** start Material provided **

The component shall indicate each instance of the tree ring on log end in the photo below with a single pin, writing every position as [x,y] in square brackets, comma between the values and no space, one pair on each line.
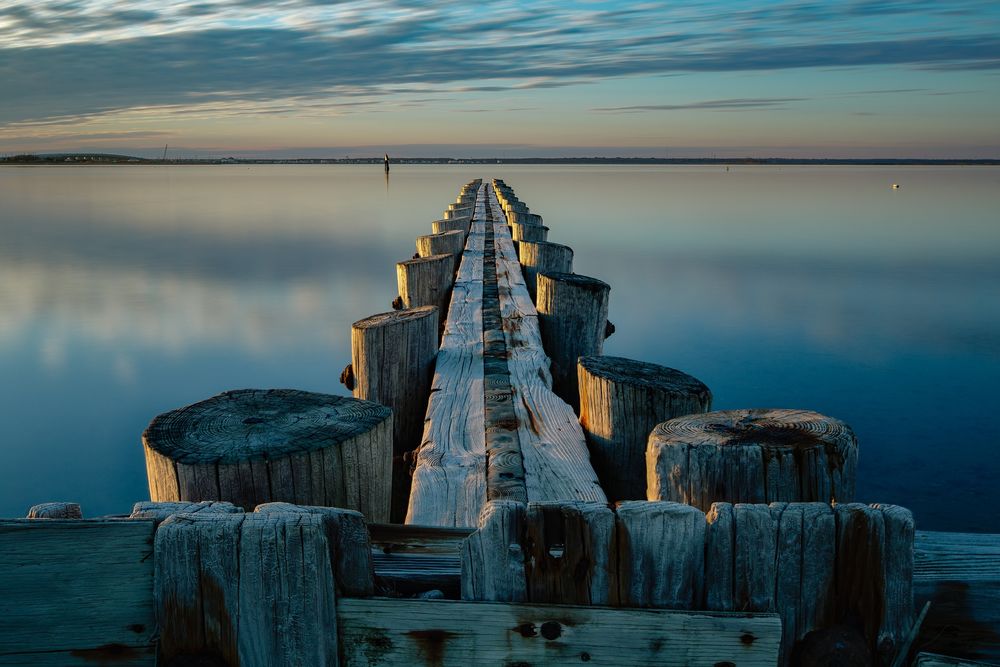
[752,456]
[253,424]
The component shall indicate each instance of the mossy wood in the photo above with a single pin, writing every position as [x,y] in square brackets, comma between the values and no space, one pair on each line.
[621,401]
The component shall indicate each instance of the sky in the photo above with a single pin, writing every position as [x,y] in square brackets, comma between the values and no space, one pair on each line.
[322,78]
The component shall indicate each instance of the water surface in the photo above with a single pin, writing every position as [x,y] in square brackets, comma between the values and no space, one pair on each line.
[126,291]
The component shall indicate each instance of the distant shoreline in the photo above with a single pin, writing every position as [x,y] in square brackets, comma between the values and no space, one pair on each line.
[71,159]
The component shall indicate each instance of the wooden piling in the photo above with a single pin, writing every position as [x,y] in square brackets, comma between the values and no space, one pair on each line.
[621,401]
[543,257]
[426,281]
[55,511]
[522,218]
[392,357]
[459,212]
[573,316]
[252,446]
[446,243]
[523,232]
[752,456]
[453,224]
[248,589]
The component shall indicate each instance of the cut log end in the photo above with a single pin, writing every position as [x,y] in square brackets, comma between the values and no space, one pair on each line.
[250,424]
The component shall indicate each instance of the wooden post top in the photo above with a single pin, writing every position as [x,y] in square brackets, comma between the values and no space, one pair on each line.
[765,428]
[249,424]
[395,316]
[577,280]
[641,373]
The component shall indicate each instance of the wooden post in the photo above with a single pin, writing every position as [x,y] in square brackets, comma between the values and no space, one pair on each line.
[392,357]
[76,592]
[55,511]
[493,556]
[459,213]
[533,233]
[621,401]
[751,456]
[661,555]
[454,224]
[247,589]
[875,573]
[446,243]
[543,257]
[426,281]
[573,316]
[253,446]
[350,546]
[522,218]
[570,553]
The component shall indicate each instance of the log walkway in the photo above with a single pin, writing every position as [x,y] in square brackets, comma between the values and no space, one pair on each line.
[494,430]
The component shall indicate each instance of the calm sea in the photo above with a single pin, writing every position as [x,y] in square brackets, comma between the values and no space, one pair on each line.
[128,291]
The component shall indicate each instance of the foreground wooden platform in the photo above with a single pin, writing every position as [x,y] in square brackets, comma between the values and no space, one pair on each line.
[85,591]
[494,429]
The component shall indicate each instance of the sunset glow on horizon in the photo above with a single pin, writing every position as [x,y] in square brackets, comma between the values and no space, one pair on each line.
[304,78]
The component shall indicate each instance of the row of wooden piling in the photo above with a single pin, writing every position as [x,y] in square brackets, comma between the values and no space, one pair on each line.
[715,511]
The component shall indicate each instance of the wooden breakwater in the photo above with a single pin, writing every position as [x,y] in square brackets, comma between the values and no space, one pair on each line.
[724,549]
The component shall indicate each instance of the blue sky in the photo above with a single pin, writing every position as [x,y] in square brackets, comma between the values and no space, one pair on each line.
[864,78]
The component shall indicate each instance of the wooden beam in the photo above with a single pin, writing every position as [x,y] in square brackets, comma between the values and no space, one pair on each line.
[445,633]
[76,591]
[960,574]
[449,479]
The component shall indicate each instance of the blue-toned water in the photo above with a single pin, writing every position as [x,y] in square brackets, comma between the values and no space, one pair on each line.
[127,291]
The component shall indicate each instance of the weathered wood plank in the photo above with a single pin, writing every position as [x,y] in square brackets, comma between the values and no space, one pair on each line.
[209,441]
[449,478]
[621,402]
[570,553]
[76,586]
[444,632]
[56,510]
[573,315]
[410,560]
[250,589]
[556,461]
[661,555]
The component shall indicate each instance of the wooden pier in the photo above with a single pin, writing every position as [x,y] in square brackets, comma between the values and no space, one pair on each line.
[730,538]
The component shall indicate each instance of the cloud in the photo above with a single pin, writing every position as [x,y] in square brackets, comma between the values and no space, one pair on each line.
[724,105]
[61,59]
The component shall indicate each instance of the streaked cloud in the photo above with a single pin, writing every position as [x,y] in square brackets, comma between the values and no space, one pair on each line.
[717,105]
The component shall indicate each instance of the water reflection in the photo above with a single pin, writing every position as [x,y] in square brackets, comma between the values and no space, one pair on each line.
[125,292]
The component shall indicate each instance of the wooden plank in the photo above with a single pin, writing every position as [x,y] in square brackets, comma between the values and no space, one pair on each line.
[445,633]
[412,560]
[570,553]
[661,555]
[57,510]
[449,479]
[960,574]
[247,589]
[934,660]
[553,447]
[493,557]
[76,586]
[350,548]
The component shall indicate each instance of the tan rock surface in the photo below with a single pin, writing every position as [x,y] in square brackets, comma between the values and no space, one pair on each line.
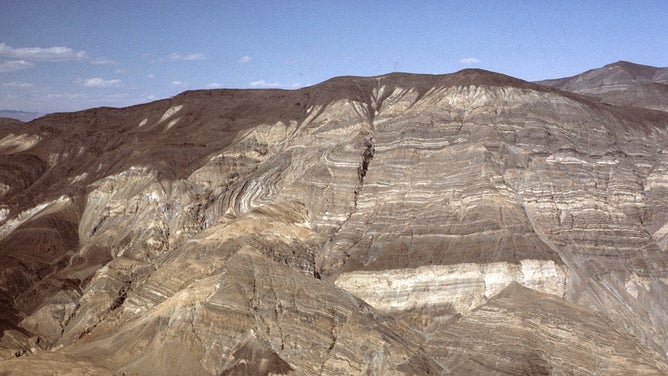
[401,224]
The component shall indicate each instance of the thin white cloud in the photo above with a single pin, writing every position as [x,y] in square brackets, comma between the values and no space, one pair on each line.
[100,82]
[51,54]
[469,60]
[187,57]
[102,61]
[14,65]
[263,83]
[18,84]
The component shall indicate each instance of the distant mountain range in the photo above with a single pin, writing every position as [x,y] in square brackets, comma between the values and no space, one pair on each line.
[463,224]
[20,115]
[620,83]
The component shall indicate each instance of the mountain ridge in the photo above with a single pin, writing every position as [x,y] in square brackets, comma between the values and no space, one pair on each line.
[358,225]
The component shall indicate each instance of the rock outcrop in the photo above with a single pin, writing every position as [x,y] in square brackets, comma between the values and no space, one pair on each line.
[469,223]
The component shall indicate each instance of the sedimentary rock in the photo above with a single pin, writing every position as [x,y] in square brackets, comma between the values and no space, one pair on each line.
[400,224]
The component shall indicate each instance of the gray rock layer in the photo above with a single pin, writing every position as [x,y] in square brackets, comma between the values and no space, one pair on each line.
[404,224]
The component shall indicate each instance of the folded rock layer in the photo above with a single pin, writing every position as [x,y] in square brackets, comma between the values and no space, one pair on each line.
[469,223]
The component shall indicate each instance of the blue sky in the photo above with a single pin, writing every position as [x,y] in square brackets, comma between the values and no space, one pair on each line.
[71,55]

** end Material provided **

Problem statement:
Please update the material starting at the line that contains "the distant mountain" and ending at the end of the material. Give those lines again with every "pin" changed to "marker" and nothing else altered.

Response for this exercise:
The component shall indicate each instance of the distant mountain range in the photo above with a single marker, writing every position as [x,y] in square brackets, comma between the values and no space, one pair on each line.
[463,224]
[20,115]
[620,83]
The component shall indicate each instance of the mountain ridge in the photo above with a single marker, writing every position as [x,y] in square brackets, comma between the values and no space, one pair on each line.
[358,225]
The component shall indicate each instance of the rock outcrop in the photo above with a single marker, writing every position as [x,y] in square brackets, comma between the values and no space, one pair on each line.
[469,223]
The component shall indicate each instance of the sedimentary rock in the photo above with a single marker, writing every position as [x,y] in square brackets, comma between the values and no space, one pair on each line.
[400,224]
The component shall indicate each instance of the gray rock layer in the photo above with a single marker, writing every position as [x,y] in square brackets, comma between the values and no space, one pair on each line.
[404,224]
The component shall indicate each instance of the folded rock layer in the photo above with a single marker, writing every position as [x,y] in square brackets, comma between the values and no space, one pair on each line.
[469,223]
The component shall indicate each instance of the blue sky in the photo above with a single marker, writing every position as [x,y] in square brackets, comma between the values and no space, one pair on each line.
[71,55]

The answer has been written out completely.